WHAT THIS TASK INVOLVES -> Write out the passage of the Jakarta arena text word for word, starting with "Gelora Bung Karno Sports Palace" and going on through "1961 Thomas Cup.".

TEXT EXTRACT ->
▬▬▬▬▬▬▬▬▬▬

Gelora Bung Karno Sports Palace (, abbreviated as Istora), the formerly name Istora Senayan is an indoor sporting arena located in Gelora Bung Karno Sports Complex, Jakarta, Indonesia. The capacity of the arena after 2018 reopening is 7,166. This arena is usually used for badminton tournaments. Its maiden event was the 1961 Thomas Cup.

It was also used during the 1962 Asian Games and was renovated to host the 2018 edition. Its first post-renovation event was the 2018 Indonesia Masters. During the latter Games, it hosted the badminton and later stages of basketball events.

The arena originally was planned to stage the 2023 FIBA Basketball World Cup and becoming the only Indonesian venue in the three-country joint bid but was moved to a newly-built arena inside the complex. It hosted the 2022 FIBA Asia Cup instead.

Development
Istora had a U-shaped indoor lobby attached on its front since some time after the 1960s to 2016. The court and tribune were surrounded by multi-functional rooms. Those were demolished during the subsequent renovation. The rooms are incorporated underneath the tribune, leaving no other buildings attached to it.

▬▬▬▬▬▬▬▬▬▬

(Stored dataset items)
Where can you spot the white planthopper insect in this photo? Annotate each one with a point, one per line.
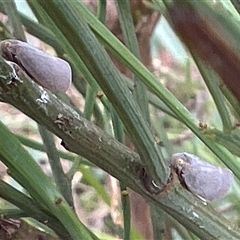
(50, 72)
(201, 178)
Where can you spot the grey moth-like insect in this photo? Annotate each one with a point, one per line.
(50, 72)
(201, 178)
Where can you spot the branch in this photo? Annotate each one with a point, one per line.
(84, 138)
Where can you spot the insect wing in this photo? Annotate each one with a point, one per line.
(50, 72)
(201, 178)
(208, 181)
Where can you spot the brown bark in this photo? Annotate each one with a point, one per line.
(145, 21)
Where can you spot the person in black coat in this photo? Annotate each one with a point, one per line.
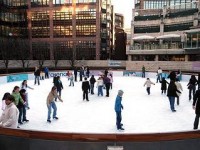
(37, 75)
(196, 106)
(85, 88)
(106, 81)
(171, 93)
(192, 86)
(92, 82)
(59, 86)
(75, 74)
(163, 85)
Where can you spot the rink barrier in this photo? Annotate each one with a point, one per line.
(16, 139)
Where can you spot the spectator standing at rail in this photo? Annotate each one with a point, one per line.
(192, 86)
(148, 84)
(163, 85)
(143, 71)
(118, 110)
(10, 115)
(196, 106)
(46, 71)
(51, 103)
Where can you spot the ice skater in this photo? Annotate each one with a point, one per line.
(192, 86)
(118, 110)
(180, 88)
(171, 93)
(92, 82)
(148, 83)
(163, 85)
(85, 88)
(51, 103)
(196, 106)
(25, 86)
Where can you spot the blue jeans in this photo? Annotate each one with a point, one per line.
(118, 119)
(52, 105)
(100, 90)
(171, 101)
(92, 88)
(37, 79)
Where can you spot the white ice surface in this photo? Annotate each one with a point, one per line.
(142, 113)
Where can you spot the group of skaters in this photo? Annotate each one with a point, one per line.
(16, 103)
(14, 106)
(175, 88)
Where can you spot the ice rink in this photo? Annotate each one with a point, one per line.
(142, 113)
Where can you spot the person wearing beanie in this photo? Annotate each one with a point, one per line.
(9, 117)
(118, 109)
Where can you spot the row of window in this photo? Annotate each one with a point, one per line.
(65, 50)
(35, 3)
(167, 28)
(159, 4)
(12, 17)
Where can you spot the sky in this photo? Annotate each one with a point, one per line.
(124, 7)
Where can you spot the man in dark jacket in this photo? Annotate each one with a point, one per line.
(106, 81)
(196, 106)
(171, 93)
(118, 109)
(85, 88)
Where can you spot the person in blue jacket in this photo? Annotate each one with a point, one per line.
(118, 109)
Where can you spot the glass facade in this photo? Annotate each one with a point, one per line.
(193, 40)
(39, 3)
(176, 4)
(62, 24)
(40, 24)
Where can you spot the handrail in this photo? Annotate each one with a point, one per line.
(59, 136)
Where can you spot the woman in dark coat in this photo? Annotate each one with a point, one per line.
(163, 85)
(171, 93)
(196, 106)
(192, 86)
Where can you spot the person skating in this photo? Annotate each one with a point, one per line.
(51, 103)
(148, 83)
(118, 110)
(163, 85)
(85, 88)
(180, 88)
(196, 107)
(24, 97)
(10, 115)
(171, 93)
(192, 86)
(25, 86)
(18, 102)
(59, 87)
(92, 82)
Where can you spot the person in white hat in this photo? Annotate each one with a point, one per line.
(118, 109)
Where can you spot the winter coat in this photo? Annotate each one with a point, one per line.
(9, 117)
(172, 89)
(99, 82)
(59, 85)
(18, 98)
(85, 85)
(118, 104)
(148, 83)
(164, 84)
(179, 87)
(92, 80)
(51, 97)
(196, 102)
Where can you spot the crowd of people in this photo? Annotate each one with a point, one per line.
(15, 104)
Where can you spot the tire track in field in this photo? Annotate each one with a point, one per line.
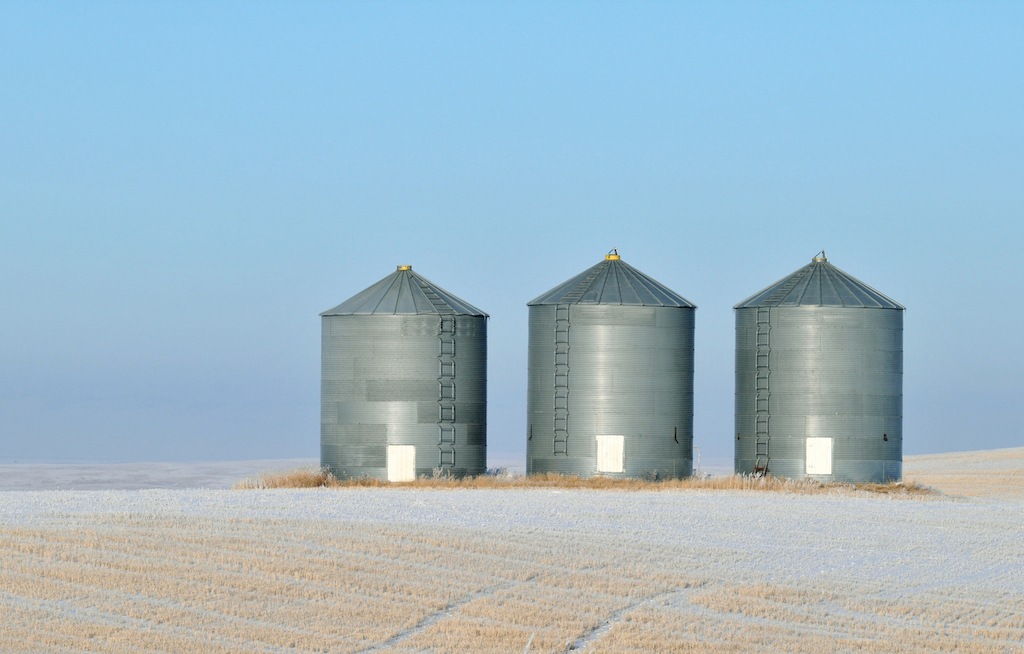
(449, 610)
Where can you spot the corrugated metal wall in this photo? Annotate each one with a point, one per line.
(605, 371)
(816, 372)
(403, 380)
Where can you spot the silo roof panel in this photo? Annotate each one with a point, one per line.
(820, 284)
(403, 292)
(612, 281)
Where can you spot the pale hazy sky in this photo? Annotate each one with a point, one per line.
(185, 185)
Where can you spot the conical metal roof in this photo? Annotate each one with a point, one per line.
(819, 284)
(612, 281)
(403, 292)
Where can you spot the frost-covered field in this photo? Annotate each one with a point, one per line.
(400, 570)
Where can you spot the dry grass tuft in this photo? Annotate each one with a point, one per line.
(324, 479)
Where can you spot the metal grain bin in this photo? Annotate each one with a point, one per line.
(610, 381)
(819, 379)
(403, 382)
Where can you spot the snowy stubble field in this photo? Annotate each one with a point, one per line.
(520, 570)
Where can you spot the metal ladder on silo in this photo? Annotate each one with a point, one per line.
(445, 393)
(762, 392)
(561, 421)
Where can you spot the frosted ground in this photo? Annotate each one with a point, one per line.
(538, 570)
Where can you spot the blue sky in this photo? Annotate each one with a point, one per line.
(185, 185)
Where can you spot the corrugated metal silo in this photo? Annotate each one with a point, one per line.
(819, 379)
(610, 381)
(403, 382)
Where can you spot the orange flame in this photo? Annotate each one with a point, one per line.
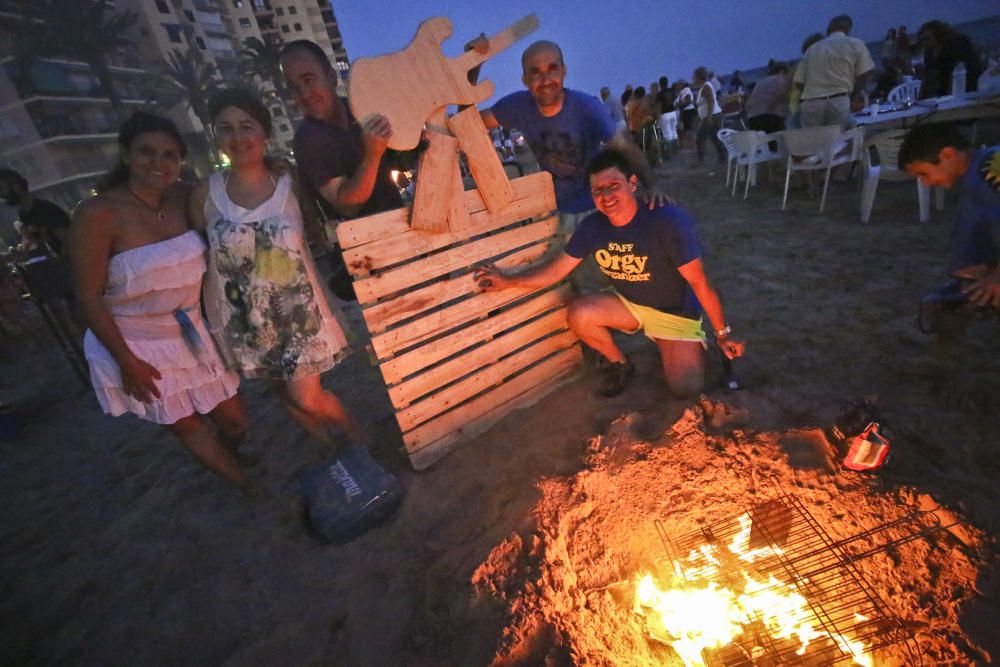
(693, 618)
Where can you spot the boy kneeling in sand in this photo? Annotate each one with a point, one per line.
(653, 259)
(939, 155)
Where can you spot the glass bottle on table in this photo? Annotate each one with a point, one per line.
(958, 80)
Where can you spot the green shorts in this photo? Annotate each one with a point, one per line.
(663, 326)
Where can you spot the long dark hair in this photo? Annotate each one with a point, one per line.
(139, 123)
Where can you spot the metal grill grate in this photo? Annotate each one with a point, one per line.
(786, 542)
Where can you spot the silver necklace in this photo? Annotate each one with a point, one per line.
(157, 211)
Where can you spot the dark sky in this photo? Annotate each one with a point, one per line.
(613, 43)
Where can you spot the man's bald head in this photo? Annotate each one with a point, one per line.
(541, 46)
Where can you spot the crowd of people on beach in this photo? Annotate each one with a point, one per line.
(185, 290)
(688, 113)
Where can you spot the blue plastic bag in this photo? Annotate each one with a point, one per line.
(349, 495)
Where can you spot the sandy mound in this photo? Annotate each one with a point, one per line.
(568, 584)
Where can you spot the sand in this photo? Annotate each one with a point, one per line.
(118, 549)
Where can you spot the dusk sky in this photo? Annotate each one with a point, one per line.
(614, 43)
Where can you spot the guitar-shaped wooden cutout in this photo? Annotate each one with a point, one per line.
(408, 86)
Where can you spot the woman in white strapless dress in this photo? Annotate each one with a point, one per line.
(138, 269)
(266, 306)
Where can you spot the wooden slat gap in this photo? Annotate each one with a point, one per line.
(451, 326)
(466, 360)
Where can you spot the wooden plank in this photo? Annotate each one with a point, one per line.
(388, 224)
(384, 314)
(458, 210)
(484, 163)
(405, 393)
(463, 419)
(409, 85)
(493, 374)
(408, 363)
(435, 185)
(408, 243)
(428, 455)
(394, 280)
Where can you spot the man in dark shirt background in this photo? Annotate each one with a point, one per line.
(944, 48)
(41, 219)
(343, 161)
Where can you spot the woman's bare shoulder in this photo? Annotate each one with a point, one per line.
(98, 210)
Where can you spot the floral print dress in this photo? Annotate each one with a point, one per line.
(265, 304)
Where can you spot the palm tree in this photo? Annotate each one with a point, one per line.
(81, 30)
(259, 60)
(185, 78)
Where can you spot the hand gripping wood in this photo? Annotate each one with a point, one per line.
(408, 86)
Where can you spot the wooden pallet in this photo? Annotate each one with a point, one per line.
(457, 360)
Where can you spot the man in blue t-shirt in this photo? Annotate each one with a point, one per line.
(565, 128)
(939, 155)
(653, 260)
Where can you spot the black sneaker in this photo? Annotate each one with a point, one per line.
(616, 377)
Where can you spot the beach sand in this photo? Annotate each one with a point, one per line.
(117, 549)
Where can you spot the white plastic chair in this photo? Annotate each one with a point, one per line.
(752, 148)
(909, 90)
(816, 148)
(726, 137)
(880, 160)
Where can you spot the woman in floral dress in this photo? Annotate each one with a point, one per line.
(264, 301)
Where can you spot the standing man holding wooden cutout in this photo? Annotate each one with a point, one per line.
(653, 259)
(565, 129)
(340, 159)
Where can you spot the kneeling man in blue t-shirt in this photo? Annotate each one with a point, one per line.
(653, 259)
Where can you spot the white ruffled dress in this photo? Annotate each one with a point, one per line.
(146, 287)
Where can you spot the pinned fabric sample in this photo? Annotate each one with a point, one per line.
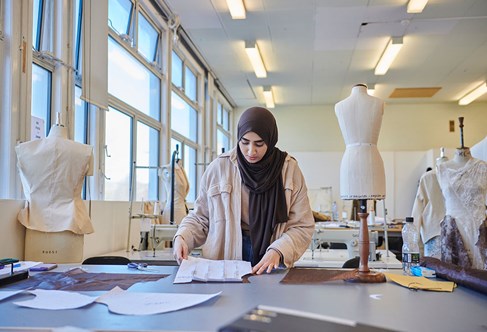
(421, 283)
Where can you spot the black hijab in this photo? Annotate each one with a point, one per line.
(267, 200)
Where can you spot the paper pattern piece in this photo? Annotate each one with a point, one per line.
(421, 283)
(7, 294)
(20, 266)
(137, 303)
(56, 300)
(201, 269)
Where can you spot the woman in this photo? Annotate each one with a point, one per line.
(252, 204)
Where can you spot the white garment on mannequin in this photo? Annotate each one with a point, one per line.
(428, 207)
(362, 174)
(181, 190)
(52, 172)
(463, 182)
(479, 150)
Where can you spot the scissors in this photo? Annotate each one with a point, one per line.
(137, 266)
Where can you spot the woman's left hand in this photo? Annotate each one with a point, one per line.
(269, 262)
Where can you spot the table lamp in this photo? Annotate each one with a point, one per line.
(362, 175)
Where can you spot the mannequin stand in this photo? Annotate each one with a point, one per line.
(363, 273)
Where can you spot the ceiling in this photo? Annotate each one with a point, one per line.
(316, 50)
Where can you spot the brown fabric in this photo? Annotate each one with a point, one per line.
(78, 280)
(267, 199)
(316, 276)
(471, 278)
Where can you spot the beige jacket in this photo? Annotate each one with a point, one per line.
(215, 222)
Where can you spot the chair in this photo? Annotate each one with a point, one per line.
(107, 260)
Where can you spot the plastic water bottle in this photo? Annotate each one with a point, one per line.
(410, 246)
(334, 211)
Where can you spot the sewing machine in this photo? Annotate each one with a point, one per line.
(159, 234)
(348, 236)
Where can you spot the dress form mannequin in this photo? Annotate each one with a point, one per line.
(362, 174)
(52, 172)
(181, 190)
(429, 210)
(463, 182)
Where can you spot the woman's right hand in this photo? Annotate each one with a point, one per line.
(180, 249)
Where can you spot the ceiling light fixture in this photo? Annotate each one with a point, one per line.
(237, 9)
(474, 94)
(393, 47)
(269, 97)
(416, 6)
(255, 58)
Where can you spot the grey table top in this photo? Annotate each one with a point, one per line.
(385, 305)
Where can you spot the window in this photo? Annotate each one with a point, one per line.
(148, 39)
(41, 98)
(42, 40)
(118, 160)
(132, 82)
(119, 16)
(184, 118)
(223, 129)
(147, 187)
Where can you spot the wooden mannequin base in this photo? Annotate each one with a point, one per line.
(367, 277)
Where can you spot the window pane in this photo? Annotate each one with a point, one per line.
(118, 162)
(41, 95)
(219, 115)
(132, 82)
(147, 155)
(147, 41)
(36, 26)
(80, 116)
(226, 120)
(190, 168)
(190, 84)
(177, 70)
(119, 15)
(183, 117)
(77, 35)
(223, 143)
(47, 26)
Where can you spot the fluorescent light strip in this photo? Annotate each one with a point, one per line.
(255, 58)
(474, 94)
(237, 9)
(390, 53)
(269, 97)
(416, 6)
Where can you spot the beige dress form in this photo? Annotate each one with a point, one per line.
(362, 173)
(181, 190)
(52, 171)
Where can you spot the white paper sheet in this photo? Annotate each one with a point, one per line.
(56, 300)
(136, 303)
(201, 269)
(24, 265)
(7, 294)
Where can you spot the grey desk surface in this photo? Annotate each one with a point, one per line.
(385, 305)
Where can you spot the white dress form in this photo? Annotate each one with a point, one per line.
(52, 171)
(362, 174)
(463, 182)
(181, 190)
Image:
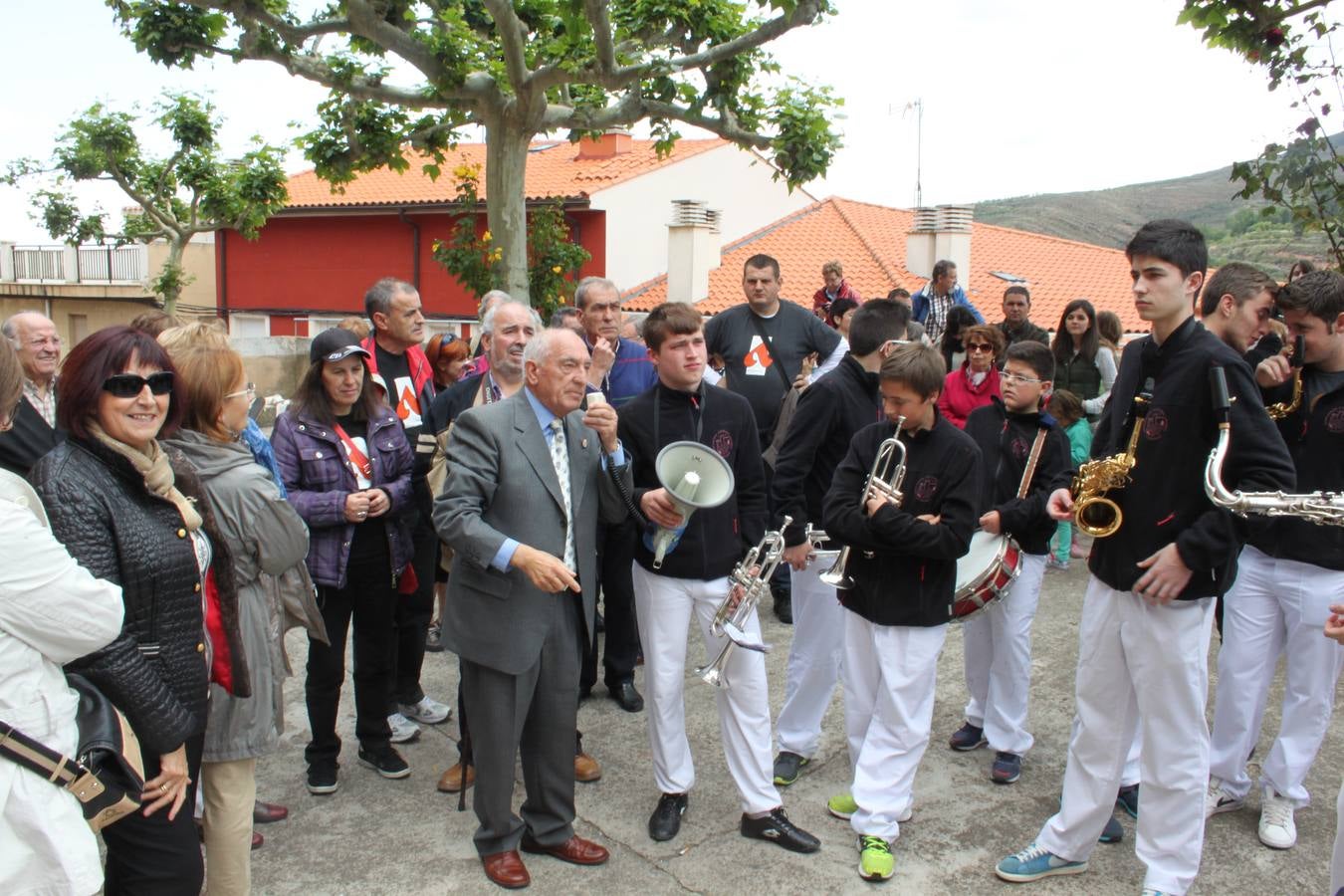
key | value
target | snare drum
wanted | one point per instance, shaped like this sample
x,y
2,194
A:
x,y
984,573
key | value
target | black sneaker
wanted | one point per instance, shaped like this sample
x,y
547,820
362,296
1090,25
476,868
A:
x,y
968,738
787,766
322,778
386,762
779,829
665,819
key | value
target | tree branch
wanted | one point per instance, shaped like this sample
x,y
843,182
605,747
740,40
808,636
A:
x,y
513,35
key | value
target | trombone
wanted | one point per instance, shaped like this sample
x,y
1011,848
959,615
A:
x,y
884,479
745,592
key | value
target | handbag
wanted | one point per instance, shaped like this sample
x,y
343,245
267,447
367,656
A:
x,y
107,776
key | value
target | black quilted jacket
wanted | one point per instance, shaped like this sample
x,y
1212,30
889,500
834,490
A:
x,y
114,527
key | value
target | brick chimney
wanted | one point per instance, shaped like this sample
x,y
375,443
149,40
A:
x,y
936,234
692,250
613,142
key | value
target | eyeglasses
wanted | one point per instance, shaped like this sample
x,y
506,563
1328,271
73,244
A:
x,y
1016,377
131,384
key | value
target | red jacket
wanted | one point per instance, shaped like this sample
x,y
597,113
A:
x,y
960,396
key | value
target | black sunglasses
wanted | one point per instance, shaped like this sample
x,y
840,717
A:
x,y
131,384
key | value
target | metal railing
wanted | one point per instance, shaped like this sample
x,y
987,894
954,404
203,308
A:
x,y
97,264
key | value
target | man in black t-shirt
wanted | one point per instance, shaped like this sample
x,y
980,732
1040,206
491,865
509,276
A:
x,y
399,367
764,344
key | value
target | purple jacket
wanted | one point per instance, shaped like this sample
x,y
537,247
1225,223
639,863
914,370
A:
x,y
312,464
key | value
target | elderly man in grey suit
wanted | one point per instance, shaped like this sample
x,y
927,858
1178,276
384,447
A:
x,y
522,591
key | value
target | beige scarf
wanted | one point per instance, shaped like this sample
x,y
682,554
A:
x,y
157,473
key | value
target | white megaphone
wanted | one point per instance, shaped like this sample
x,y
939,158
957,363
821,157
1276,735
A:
x,y
695,477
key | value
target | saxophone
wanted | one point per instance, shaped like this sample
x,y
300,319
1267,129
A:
x,y
1094,514
1279,410
1323,508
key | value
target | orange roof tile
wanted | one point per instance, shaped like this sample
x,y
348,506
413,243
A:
x,y
554,169
870,241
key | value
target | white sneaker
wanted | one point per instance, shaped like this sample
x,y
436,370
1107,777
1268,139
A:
x,y
427,711
1220,799
1277,829
403,730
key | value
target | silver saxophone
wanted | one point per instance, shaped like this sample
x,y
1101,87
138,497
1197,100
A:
x,y
745,592
1323,508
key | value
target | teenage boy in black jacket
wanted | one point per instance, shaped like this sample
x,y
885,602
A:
x,y
903,565
1287,575
694,579
1148,611
998,641
828,415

▬▬▬▬▬▬▬▬▬▬

SOLUTION FOR THIS PROBLEM ->
Gelora Bung Karno Sports Palace (, abbreviated as Istora), the formerly name Istora Senayan is an indoor sporting arena located in Gelora Bung Karno Sports Complex, Jakarta, Indonesia. The capacity of the arena after 2018 reopening is 7,166. This arena is usually used for badminton tournaments. Its maiden event was the 1961 Thomas Cup.